__提示文__:
⟨
【映像制作の現場から】日本映画撮影監督協会(JSC)の長沼六男撮影監督らが語る、Genesisによる映画「沈まぬ太陽」の長期海外ロケ現場

2009.11.17 UP

映画『沈まぬ太陽』撮影風景

映画『沈まぬ太陽』の撮影に使用したGenesis

映画『沈まぬ太陽』の撮影に使用したGenesis

<<壮大なスケールで描いた大作 Genesisで長期海外ロケを敢行>>

 映画化不可能とまで云われたテーマを壮大なスケールで描いた『沈まぬ太陽』であるが、撮影技術の面でも大作に相応しい陣容であったようだ。基本はフィルム撮影であるがケニア・ナイロビなど海外でのロケにおいて活躍したのはデジタルシネマキャメラの中でも特筆すべきパナビジョンGenesisであった。

 ソニーと米パナビジョン社との共同開発、スーパー35mm映画フィルムとほぼ同じイメージサイズを持ち、運用コストも高額なGenesisを長期に渡り用いたのは日本初のケースとなる。長年におよぶ夢の企画を見事スクリーンへと結実させた長沼六男(JSC)撮影監督を始めとする撮影部・照明部・ポストプロダクションの諸氏に話を聞いた。
⟩
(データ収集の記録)
⟨
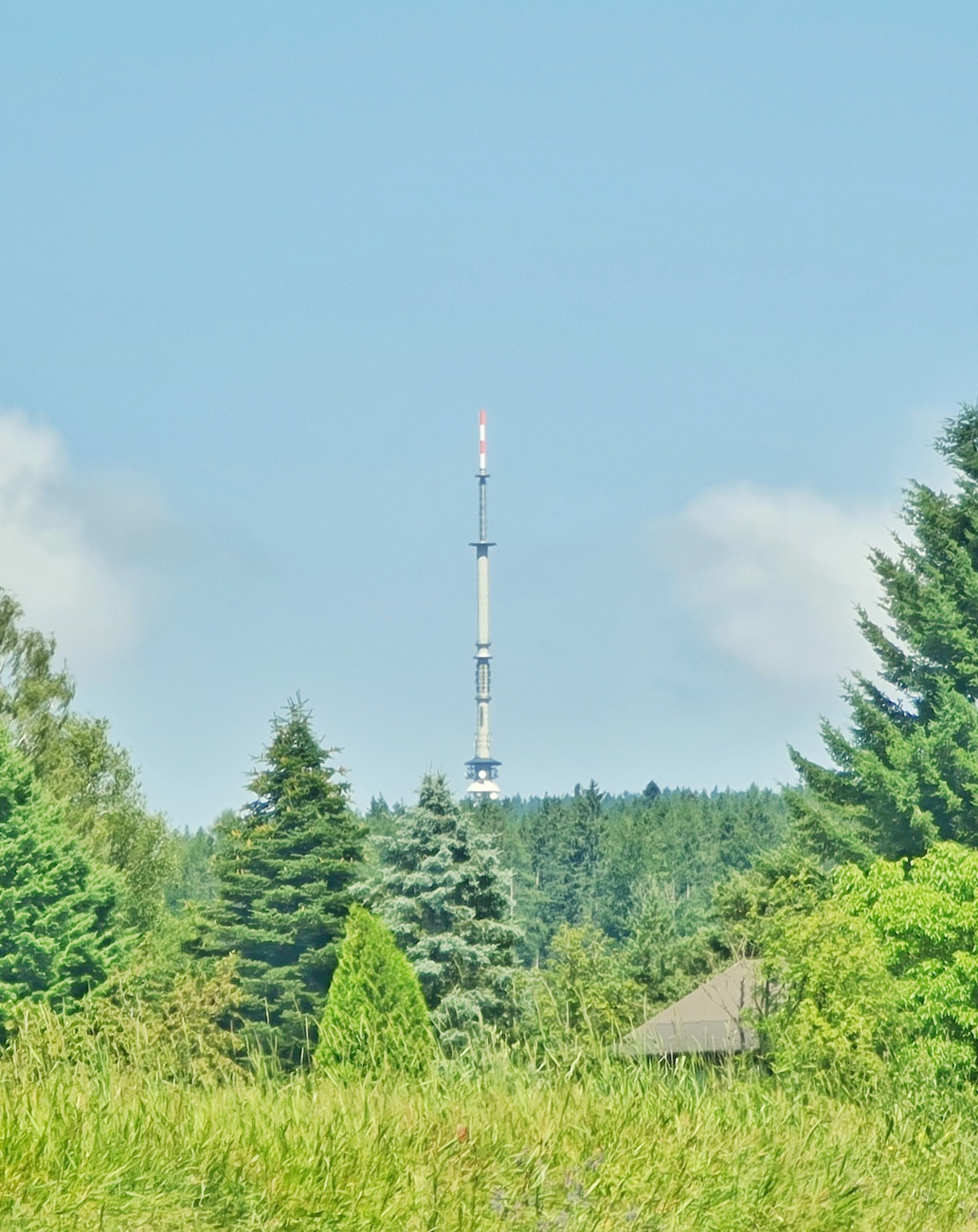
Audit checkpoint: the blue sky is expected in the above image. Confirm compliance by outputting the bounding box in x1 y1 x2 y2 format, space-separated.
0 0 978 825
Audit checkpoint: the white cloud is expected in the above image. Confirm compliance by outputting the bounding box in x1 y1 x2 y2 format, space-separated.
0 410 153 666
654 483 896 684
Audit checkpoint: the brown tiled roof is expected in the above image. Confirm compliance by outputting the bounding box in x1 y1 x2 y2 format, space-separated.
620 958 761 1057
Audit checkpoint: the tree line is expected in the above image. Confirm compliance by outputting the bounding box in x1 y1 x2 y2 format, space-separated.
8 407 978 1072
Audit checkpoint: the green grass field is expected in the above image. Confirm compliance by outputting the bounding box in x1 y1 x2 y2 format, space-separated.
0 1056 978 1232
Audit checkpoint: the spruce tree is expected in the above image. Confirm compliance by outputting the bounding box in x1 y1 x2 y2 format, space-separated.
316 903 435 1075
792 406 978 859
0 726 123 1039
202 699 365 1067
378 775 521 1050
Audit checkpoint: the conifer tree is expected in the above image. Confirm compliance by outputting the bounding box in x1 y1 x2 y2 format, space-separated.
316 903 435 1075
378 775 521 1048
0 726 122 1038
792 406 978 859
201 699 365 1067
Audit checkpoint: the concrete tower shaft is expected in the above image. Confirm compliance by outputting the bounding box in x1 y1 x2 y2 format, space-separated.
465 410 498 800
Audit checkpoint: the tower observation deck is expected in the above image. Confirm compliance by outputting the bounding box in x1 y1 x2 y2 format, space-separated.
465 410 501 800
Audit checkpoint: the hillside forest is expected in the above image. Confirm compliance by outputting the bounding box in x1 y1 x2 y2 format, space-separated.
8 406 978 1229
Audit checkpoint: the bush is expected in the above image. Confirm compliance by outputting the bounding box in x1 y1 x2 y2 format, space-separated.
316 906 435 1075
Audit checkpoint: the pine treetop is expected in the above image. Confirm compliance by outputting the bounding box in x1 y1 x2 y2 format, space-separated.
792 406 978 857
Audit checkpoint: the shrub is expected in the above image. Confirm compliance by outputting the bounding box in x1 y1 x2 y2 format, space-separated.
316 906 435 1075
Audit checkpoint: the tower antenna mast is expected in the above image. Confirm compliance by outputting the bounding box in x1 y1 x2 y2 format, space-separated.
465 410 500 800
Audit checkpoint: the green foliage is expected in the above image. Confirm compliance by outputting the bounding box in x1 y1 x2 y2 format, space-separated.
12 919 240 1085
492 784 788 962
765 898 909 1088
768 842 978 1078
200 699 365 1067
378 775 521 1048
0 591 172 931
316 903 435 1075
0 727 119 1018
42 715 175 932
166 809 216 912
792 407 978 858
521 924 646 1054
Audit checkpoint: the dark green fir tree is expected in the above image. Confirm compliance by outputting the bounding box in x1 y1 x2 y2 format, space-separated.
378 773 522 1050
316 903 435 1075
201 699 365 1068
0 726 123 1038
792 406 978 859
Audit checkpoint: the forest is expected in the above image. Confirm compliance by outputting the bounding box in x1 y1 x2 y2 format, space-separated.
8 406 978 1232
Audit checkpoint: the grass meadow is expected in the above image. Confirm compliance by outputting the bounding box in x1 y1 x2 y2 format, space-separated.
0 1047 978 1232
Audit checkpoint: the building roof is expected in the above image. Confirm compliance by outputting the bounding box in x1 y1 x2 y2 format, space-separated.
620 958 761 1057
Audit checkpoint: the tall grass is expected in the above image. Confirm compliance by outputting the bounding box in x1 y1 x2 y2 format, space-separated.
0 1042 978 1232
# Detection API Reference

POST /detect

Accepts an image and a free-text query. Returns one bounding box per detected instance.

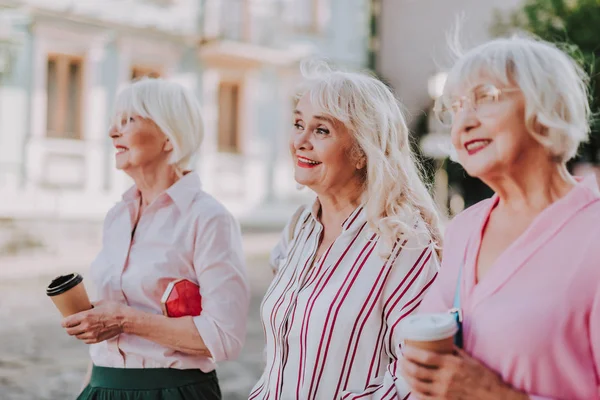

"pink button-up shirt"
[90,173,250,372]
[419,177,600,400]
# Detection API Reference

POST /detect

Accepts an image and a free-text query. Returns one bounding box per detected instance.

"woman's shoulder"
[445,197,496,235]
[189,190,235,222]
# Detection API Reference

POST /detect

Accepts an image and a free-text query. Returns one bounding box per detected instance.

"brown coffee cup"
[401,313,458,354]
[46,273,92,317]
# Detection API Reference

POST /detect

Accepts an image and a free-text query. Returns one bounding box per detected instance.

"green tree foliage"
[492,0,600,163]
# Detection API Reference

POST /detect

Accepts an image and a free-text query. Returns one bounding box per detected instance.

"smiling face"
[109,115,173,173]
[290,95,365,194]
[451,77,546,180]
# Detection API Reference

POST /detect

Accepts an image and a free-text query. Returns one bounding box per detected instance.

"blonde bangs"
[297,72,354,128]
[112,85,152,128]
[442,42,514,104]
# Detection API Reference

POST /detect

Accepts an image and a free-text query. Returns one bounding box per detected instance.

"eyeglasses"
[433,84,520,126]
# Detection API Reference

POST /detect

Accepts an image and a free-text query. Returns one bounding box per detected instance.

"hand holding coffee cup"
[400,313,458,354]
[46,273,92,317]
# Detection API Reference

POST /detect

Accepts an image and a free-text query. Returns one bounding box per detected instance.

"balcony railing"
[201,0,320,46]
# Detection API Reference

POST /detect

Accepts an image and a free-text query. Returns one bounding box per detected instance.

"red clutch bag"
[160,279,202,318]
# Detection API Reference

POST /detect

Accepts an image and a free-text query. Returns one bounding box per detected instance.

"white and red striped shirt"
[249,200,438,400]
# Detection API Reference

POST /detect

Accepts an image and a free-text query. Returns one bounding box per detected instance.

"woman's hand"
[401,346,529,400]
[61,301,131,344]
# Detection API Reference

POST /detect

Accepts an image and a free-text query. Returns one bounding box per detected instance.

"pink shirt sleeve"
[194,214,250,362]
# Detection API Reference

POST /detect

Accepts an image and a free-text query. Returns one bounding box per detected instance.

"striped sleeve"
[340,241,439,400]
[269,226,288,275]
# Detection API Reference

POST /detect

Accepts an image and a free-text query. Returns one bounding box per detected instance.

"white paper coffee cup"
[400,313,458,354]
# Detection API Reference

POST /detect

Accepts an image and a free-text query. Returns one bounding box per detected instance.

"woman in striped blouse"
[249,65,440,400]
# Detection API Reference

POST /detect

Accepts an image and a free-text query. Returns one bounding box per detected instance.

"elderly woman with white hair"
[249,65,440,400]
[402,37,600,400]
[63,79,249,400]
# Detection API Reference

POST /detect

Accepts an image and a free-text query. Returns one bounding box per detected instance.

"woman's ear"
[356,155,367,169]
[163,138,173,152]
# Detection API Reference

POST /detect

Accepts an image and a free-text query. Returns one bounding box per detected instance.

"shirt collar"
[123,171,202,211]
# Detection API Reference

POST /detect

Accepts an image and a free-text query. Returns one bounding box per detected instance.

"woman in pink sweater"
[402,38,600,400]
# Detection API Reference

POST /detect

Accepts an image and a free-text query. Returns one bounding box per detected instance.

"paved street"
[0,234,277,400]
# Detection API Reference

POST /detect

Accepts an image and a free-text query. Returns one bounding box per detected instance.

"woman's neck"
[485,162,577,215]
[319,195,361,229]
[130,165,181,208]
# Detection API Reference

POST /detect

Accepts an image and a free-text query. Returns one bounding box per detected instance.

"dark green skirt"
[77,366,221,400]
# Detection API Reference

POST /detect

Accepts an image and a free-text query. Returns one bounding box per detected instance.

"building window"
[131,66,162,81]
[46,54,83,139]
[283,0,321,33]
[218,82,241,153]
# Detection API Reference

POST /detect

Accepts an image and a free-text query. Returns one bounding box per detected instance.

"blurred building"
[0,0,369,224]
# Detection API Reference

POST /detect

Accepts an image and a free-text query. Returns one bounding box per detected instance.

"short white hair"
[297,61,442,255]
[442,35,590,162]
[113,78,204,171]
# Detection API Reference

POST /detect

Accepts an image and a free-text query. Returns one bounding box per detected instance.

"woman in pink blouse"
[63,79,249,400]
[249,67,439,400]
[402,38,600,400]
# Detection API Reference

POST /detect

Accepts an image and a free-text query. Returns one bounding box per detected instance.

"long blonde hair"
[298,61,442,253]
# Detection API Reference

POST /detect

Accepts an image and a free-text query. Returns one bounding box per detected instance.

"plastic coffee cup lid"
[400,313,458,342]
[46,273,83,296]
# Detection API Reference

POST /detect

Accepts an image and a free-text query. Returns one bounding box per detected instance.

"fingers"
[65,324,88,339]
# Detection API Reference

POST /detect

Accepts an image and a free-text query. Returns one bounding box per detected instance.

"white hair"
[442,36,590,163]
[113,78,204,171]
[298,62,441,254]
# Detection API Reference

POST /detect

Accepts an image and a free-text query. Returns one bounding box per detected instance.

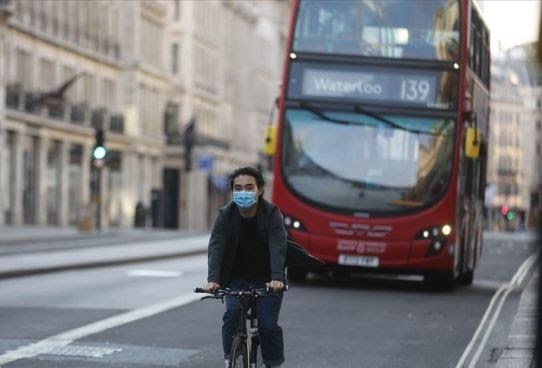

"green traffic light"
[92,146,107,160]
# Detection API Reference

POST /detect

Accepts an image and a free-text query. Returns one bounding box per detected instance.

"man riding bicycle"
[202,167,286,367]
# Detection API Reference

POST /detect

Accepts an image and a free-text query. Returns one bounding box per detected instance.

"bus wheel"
⟩
__作業項目__: 映画『沈まぬ太陽』のGenesisによる海外ロケを扱った文章を、最後の一文の後から書き継ぐこと。

__回答欄__:
<<海外ロケ撮影の難しさを乗り越えるデジタルシネマカメラ>>

 「海外ロケはセキュリティーの問題でフィルムはかなり難しい。台本では回想シーンなので、ならばそれをあえてデジタルでやったら面白い事が出来るかなと思った」と語るのは長沼氏。

 物理的な事情に加え、クリエイティブな意味でもGenesisを積極的に活用した。

 実際の運用ではどんな特色が発揮できたのか。照明の中須岳士氏によると「4〜500の感度が主流になってきているフィルムと同じ状態が保てる。
 デイライトに設定しても同様の感度が得られる事が一番大きい」と感じたそうである。HD作品だと、ベースにいてトランシーバーで指示を出さざるをえなく、照明技師の負担が多い。Genesisの場合は、キャメラの横にいてフィルムの様にライティングを進められる。


<<高温多湿に耐える信頼性 日本初の長期使用で無事故を実現>>

 撮影チーフを務めた中坊武文氏は「今までより暗部も出るので、ASA640でも行けるという印象。フィルムでいう3倍位でハイ側も収まるのでメーターで間違いなく出来ると思う」とも。フィルム職人らしい言葉だ。
 Genesisは開発の経緯からソニー・シネアルタの兄弟にあたるわけだが、フィルムキャメラに馴染んだ人が直ぐに使える様に外観も中身もそうなっている。
 
 さらに三和映材社の渡辺純一氏は一番の利点として夏のサバンナや多湿なタイの気候にも耐えた信頼性を上げる。「日本初の長期使用、しかし事故も無く使えたのは何者にも変え難い。海外では既に多数の作品で使われており、そこで培われたものを活かし改良を重ねている」

 階調については「出過ぎる位」とはポスト・プロダクションを担当した東京現像所の福島宥行氏。
 上下5絞りのラチチュードであったという。現場ではパナソニックの液晶モニターでラッシュ用・バックアップ用P2カード収録も可能なHPM 110が持ち込まれた。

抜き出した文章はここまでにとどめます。